State how many lines of the items below contain the string "dark", with case treated as significant. Give only the number.

[Records for the exercise start]

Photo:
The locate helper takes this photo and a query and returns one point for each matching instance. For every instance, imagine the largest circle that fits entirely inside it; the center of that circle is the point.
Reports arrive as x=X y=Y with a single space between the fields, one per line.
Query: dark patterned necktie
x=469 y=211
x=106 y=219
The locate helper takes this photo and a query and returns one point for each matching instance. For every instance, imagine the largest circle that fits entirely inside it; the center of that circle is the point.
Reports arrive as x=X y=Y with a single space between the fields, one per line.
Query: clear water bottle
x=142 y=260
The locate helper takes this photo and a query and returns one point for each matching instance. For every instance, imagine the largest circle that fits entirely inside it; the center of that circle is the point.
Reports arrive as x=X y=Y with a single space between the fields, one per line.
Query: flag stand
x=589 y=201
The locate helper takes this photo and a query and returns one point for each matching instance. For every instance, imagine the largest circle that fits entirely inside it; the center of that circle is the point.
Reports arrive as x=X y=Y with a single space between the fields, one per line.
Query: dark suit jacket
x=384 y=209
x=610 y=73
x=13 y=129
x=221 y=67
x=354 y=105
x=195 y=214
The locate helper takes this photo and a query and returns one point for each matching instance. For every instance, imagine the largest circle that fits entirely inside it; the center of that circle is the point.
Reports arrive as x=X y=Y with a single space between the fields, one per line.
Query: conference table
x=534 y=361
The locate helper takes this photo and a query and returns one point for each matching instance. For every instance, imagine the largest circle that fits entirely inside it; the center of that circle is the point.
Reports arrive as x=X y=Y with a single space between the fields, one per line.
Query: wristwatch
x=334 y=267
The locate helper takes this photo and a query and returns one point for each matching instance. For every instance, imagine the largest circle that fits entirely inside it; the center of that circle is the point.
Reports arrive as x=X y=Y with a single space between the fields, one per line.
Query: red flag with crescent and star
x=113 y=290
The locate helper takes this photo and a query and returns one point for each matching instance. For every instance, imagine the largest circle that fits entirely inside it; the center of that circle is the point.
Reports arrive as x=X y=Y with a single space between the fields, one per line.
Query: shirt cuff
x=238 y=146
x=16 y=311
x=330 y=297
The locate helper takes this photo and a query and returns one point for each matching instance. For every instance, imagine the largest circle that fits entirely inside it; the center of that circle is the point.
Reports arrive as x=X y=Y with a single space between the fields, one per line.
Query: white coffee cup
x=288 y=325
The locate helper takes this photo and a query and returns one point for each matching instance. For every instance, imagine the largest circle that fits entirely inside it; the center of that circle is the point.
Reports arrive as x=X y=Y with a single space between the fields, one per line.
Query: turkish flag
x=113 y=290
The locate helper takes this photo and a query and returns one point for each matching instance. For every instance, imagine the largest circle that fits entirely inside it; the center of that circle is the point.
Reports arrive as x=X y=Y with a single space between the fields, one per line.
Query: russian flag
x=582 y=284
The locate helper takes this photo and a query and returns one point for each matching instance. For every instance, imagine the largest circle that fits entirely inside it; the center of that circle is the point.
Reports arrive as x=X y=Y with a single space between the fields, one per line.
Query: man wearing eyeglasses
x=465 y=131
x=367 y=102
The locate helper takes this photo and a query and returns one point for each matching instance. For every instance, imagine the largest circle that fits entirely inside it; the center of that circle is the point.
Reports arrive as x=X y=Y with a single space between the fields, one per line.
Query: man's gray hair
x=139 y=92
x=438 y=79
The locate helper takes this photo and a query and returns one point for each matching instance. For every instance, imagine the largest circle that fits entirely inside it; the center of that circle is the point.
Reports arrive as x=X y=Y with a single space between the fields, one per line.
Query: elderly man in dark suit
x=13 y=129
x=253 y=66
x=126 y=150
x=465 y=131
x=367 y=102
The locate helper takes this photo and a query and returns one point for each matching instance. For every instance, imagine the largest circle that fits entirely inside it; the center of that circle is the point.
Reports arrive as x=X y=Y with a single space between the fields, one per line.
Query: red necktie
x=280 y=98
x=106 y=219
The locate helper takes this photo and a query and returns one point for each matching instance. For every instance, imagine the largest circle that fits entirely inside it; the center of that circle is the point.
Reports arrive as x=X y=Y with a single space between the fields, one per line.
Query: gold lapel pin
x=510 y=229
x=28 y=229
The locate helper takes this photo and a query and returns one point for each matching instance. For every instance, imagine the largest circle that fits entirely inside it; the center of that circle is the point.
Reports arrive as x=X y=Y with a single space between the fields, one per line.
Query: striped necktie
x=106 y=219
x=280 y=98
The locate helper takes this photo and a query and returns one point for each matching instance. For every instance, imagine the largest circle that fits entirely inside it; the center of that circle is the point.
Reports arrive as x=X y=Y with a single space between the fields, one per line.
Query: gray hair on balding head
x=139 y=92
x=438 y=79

[Records for the exercise end]
[Records for the exercise start]

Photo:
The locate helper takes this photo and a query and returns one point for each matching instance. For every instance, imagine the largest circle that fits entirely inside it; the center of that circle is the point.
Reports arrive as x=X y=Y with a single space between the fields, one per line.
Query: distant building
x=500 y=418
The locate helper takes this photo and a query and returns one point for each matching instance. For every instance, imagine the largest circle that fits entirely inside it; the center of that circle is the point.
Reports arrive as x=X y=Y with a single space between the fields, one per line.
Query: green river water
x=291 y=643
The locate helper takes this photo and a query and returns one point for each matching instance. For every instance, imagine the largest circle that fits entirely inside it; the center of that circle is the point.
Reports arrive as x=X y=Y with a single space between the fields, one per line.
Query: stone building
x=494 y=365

[Records for the exercise end]

* [The output]
3